What you have to do
Reproduce the data from the line with "Locate the sailor in black" to the line with "301], [329, 268, 393, 311]]", renaming "overturned hull" as "capsized hull" and changing nothing else.

## begin Provided records

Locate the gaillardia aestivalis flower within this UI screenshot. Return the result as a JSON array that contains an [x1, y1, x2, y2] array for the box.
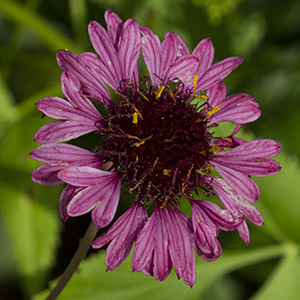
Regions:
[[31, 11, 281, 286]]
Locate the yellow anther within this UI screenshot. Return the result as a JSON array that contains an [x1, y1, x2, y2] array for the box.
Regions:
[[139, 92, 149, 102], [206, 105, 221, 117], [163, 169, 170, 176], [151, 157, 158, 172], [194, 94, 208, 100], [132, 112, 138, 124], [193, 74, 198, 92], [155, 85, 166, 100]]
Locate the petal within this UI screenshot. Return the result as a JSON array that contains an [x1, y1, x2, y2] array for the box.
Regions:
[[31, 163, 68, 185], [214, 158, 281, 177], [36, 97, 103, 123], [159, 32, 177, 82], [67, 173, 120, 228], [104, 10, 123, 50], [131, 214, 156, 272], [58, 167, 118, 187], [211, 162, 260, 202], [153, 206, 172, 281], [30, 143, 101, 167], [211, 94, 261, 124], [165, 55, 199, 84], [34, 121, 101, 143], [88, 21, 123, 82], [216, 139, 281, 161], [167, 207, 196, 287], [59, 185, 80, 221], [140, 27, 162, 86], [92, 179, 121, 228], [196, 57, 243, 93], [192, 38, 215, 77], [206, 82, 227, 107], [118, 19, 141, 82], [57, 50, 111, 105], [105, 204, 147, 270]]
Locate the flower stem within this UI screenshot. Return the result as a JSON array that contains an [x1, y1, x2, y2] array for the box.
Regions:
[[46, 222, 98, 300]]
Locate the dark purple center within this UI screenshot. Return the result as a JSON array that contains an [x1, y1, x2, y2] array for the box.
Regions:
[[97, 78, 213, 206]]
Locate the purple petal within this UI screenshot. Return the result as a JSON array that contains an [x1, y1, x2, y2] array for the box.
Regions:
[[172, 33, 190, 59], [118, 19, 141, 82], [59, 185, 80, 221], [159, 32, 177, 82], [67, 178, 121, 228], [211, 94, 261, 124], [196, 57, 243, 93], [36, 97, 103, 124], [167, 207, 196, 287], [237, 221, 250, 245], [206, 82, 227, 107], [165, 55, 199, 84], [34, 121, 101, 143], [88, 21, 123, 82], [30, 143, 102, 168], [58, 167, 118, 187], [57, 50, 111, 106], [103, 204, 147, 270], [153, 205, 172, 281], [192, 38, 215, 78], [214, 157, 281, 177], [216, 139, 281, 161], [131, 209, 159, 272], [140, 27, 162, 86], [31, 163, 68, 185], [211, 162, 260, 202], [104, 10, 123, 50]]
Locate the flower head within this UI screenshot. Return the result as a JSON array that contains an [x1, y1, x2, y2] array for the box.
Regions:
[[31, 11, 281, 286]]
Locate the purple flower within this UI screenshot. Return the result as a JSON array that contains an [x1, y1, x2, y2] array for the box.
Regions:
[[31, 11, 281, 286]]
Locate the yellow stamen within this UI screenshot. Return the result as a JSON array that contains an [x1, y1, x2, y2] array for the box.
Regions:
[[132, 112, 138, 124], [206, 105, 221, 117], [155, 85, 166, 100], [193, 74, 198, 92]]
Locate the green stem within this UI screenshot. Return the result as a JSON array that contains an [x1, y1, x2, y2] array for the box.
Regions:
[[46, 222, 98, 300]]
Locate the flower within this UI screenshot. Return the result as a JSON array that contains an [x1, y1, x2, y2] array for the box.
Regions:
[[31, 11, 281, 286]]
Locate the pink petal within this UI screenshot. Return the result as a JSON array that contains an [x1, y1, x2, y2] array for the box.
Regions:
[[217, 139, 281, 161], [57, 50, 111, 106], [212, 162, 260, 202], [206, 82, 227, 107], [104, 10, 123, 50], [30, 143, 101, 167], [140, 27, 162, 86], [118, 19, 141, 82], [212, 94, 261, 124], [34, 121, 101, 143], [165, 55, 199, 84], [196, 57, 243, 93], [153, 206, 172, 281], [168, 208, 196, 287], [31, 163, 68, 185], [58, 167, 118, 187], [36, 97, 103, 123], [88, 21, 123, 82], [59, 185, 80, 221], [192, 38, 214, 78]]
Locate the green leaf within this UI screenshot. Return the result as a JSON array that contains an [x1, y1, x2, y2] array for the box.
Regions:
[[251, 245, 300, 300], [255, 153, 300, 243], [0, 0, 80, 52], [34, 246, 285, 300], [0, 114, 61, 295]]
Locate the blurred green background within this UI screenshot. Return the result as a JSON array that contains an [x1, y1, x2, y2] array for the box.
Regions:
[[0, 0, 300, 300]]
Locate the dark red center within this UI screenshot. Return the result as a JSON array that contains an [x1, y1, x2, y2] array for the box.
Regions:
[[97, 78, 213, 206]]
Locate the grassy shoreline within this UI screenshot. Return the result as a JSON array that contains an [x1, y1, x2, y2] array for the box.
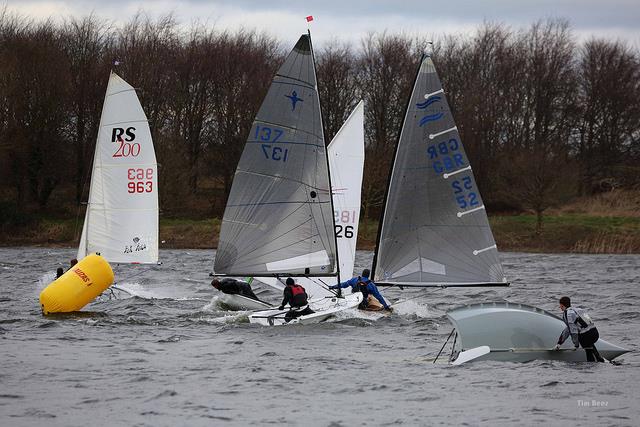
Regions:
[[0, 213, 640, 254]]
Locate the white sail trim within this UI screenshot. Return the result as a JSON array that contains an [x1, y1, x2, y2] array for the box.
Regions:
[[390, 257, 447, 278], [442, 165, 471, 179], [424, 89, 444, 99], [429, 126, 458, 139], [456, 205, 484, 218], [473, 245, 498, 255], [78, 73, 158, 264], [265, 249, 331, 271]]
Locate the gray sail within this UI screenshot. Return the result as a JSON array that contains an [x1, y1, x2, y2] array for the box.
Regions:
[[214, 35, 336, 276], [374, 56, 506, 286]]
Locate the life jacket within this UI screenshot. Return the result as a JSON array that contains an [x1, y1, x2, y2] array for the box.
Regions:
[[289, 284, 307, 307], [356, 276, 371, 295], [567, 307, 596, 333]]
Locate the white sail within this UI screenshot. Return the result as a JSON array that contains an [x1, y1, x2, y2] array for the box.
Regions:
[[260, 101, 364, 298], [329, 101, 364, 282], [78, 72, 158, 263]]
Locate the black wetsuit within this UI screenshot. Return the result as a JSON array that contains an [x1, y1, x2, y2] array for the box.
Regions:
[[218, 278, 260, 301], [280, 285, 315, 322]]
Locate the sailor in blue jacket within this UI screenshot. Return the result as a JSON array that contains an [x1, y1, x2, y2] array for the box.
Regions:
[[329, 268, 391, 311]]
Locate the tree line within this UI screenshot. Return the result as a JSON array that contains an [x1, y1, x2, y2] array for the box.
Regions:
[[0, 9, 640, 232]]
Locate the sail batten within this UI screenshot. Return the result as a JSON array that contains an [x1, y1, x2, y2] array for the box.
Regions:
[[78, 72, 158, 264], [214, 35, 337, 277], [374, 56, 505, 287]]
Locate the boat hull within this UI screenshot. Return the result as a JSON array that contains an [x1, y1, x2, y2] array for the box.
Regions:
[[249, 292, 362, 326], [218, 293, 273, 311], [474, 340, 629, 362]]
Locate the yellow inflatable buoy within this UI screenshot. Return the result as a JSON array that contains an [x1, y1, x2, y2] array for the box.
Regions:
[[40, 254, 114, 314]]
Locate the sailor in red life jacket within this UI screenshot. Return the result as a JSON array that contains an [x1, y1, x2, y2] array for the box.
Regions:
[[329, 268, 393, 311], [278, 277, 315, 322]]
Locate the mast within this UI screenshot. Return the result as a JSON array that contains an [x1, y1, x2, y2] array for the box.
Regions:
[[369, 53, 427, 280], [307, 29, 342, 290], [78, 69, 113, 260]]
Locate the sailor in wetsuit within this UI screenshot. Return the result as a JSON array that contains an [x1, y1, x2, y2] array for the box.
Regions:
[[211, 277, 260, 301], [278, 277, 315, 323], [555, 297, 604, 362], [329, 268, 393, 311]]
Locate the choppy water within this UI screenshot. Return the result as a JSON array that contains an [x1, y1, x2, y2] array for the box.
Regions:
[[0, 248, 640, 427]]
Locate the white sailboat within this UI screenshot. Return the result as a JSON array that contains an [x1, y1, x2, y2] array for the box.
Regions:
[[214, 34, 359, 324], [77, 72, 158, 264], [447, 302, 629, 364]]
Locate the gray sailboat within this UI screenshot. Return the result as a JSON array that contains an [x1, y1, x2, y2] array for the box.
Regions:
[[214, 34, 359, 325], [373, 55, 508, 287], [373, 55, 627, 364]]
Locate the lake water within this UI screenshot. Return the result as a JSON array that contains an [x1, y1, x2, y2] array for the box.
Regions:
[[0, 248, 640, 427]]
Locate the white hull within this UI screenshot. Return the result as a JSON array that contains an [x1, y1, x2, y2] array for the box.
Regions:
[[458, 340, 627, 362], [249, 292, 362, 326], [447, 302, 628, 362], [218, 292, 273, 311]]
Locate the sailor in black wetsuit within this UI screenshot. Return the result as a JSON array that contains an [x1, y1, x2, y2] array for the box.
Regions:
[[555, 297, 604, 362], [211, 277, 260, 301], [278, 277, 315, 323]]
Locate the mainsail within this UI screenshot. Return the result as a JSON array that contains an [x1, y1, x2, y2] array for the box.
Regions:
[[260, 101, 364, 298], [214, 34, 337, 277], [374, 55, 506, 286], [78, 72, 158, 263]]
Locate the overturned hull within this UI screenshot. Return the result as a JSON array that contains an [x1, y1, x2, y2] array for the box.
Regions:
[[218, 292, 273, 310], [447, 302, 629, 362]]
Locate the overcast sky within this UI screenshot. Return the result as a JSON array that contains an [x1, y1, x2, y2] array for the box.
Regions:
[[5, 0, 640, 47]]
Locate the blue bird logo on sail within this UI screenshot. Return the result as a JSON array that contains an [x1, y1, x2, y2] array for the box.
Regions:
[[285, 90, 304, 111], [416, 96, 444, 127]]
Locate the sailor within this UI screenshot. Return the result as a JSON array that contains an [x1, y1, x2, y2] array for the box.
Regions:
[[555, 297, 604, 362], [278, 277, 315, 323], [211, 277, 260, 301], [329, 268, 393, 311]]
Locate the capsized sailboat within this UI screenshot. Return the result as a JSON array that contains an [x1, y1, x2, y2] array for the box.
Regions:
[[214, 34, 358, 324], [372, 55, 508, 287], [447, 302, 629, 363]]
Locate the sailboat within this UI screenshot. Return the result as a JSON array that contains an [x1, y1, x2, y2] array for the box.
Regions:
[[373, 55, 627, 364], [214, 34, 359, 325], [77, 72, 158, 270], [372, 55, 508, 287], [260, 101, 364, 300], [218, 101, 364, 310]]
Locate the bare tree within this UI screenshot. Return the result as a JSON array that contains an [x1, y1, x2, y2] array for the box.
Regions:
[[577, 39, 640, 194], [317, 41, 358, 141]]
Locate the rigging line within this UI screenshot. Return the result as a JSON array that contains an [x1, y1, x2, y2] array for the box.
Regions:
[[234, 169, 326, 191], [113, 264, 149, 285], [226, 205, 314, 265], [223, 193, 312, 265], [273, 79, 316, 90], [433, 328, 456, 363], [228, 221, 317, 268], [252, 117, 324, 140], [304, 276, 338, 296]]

## end Provided records
## begin Provided records

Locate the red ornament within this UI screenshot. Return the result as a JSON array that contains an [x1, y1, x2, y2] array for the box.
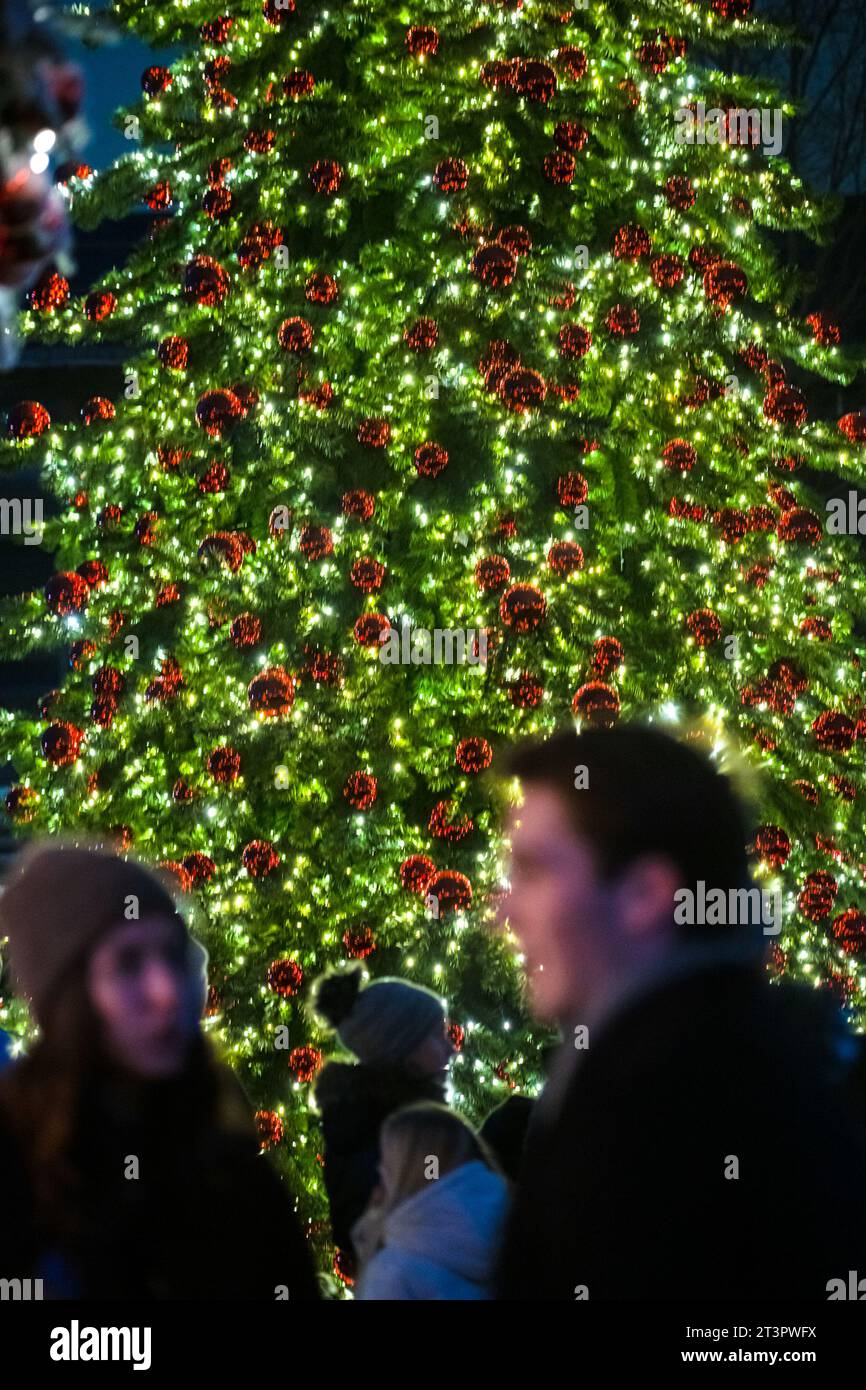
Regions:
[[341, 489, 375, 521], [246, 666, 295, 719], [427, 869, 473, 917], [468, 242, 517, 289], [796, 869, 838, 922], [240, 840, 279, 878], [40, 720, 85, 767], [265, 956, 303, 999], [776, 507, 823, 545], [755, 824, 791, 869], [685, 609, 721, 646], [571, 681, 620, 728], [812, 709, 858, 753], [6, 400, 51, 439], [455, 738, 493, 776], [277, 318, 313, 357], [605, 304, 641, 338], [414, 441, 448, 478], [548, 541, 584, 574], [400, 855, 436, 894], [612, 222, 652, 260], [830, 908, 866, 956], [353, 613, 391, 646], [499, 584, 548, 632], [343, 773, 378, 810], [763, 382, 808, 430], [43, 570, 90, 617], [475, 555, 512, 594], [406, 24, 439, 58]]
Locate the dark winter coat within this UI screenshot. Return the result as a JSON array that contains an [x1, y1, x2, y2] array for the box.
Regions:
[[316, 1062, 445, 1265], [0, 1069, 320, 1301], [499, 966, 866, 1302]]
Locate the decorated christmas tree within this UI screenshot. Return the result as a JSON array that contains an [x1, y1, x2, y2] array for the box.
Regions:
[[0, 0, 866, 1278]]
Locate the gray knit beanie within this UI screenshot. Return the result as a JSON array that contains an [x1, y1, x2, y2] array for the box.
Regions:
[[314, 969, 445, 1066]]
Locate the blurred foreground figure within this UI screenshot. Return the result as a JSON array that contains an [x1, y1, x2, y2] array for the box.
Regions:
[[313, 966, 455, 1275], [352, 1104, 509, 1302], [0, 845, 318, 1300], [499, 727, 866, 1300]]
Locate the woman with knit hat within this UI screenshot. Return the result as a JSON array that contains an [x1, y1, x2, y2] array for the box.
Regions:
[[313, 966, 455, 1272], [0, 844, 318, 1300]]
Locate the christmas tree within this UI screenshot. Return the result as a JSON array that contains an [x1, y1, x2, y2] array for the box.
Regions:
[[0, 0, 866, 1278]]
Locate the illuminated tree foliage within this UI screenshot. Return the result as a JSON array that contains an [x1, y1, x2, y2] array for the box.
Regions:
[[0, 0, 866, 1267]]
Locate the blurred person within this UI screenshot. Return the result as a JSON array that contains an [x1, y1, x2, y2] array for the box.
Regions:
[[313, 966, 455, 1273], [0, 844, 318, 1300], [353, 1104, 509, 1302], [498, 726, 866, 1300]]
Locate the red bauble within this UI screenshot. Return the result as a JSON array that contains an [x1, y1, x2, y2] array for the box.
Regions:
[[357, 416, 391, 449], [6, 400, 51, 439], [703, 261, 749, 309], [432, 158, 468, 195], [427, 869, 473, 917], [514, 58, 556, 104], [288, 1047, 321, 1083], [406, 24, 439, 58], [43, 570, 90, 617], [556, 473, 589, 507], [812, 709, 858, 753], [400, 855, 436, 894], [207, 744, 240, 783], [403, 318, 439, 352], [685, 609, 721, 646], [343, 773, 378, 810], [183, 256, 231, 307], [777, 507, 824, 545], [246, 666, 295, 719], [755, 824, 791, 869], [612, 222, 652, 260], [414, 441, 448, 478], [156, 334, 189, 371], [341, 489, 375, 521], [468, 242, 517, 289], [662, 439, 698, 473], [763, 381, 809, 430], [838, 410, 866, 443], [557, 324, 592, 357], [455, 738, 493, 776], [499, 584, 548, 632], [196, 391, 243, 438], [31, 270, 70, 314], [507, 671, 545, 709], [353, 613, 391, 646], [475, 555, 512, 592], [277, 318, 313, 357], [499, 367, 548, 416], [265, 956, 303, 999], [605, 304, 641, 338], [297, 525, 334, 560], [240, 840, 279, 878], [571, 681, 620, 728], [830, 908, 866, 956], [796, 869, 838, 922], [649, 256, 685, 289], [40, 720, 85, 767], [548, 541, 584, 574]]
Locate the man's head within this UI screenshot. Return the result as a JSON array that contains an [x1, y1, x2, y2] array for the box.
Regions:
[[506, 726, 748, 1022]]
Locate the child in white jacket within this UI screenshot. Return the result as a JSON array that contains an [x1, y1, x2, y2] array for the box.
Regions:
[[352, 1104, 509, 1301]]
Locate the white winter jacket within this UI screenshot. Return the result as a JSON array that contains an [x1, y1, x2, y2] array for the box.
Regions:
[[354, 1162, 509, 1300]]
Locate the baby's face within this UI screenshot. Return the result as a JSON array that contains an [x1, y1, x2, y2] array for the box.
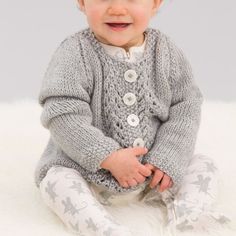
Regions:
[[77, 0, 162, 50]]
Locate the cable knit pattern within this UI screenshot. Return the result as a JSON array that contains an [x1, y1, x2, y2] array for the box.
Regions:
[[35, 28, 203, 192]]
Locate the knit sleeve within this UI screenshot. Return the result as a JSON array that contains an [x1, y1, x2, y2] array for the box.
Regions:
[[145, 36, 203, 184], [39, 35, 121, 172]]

## end Provided records

Task answer
Locate the sailor in black wetsuit within this UI screenshot. Return the result as a JSON array that contains an [x1, y1, x2, y2] array for the box.
Regions:
[[555, 297, 604, 362], [211, 277, 260, 301], [278, 277, 315, 323]]
Locate the mainsail within this UI screenshot. Return the result as a JSON array that contains an [x1, y1, x2, y2] array for the box.
Regions:
[[260, 101, 364, 298], [214, 34, 337, 277], [374, 55, 506, 286], [78, 72, 158, 263]]
Locate the capsized hull within this UI screenshot. Return the result as a JSON array that contains an [x1, y1, x2, y2] array for the box.
Regions:
[[218, 292, 273, 310], [447, 302, 629, 362]]
Locate the overcast sky within this UI screenshot. Return the result as a JSON array that contains an [x1, y1, x2, y2] array for the box.
Regions:
[[5, 0, 640, 47]]
Locate the blue bird logo on sail within this UI screenshot. Return the result as a JSON array that contains an [x1, y1, x2, y2] array for the box.
Regions:
[[285, 90, 304, 111], [416, 96, 444, 127]]
Locate the sailor within this UI screenshot. Return the result as a JSON array that contains an [x1, y1, x2, y2] array for the box.
Regions:
[[555, 297, 604, 362], [278, 277, 315, 323], [211, 277, 260, 301], [329, 268, 393, 311]]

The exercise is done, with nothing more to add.